Условия задания:
1: Выведите дословно часть отрывка о европействующей интеллигенции от "Генеалогию славянофилов Ф." до "переделываться в европейцев." включительно.
2: Представьте в виде нумерованного списка строки листинга начиная со строки, где стоит "form [41, 123].", и до конца листинга включительно. Пустые строки пропустите, изображения в ответ не включайте.

Фрагмент документа:
::::::
Между тем, в блаженном застое своем на идеях сороковых и тридцатых годов, они

все еще себя считают передовыми. Прежде они считались демократами, теперь же

нельзя себе представить более брезгливых аристократов в отношении к народу.

Скажут, что они обличали в нашем народе лишь черные стороны, но дело в том,

что, обличая темные, они осмеяли и все светлое, и даже так можно сказать, что

в светлом-то они и усмотрели темное. Не разглядели они тут, что светло, что

темно! И действительно, если разобрать все воззрения нашей европействующей

интеллигенции, то ничего более враждебного здоровому, правильному и

самостоятельному развитию русского наряда нельзя м придумать".

Генеалогию славянофилов Ф. Достоевский выводил от тех слоев Московской Руси,

которые клали голову на плаху, которые жгли сами себя и детей своих, но не

желали переделываться в европейцев.
::::::
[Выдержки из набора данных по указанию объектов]
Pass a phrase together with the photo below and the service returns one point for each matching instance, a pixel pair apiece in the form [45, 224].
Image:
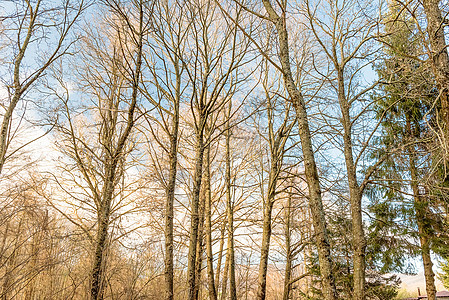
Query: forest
[223, 149]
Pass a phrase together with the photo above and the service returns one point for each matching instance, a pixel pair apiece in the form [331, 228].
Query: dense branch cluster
[222, 149]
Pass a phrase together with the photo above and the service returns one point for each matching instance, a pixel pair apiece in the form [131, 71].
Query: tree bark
[208, 221]
[288, 264]
[230, 213]
[421, 207]
[439, 56]
[355, 195]
[194, 221]
[169, 206]
[310, 168]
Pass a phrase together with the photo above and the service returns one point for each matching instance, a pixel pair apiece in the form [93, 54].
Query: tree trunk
[97, 280]
[230, 214]
[421, 205]
[288, 264]
[355, 195]
[266, 235]
[169, 206]
[440, 58]
[310, 168]
[194, 221]
[220, 252]
[208, 217]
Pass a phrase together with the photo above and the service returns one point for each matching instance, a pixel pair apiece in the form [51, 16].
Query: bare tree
[31, 24]
[111, 76]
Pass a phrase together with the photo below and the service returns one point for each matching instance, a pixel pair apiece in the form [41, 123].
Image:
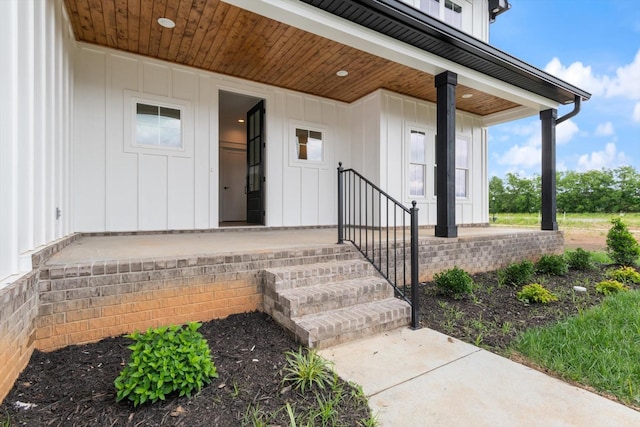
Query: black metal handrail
[376, 224]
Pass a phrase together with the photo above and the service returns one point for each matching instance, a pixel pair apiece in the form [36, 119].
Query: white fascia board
[324, 24]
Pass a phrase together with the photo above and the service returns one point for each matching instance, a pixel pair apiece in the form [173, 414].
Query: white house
[124, 117]
[111, 122]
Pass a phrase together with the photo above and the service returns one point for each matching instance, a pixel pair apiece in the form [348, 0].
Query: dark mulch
::::::
Ответы по порядку:
1:
Генеалогию славянофилов Ф. Достоевский выводил от тех слоев Московской Руси,

которые клали голову на плаху, которые жгли сами себя и детей своих, но не

желали переделываться в европейцев.

2:
1. Pass a phrase together with the photo below and the service returns one point for each matching instance, a pixel pair apiece in the form [41, 123].
2. Image:
3. Query: black metal handrail
4. [376, 224]
5. Pass a phrase together with the photo above and the service returns one point for each matching instance, a pixel pair apiece in the form [36, 119].
6. Query: white fascia board
7. [324, 24]
8. Pass a phrase together with the photo above and the service returns one point for each matching instance, a pixel pair apiece in the form [173, 414].
9. Query: white house
10. [124, 117]
11. [111, 122]
12. Pass a phrase together with the photo above and the service returns one point for each matching instance, a pixel pair apiece in the form [348, 0].
13. Query: dark mulch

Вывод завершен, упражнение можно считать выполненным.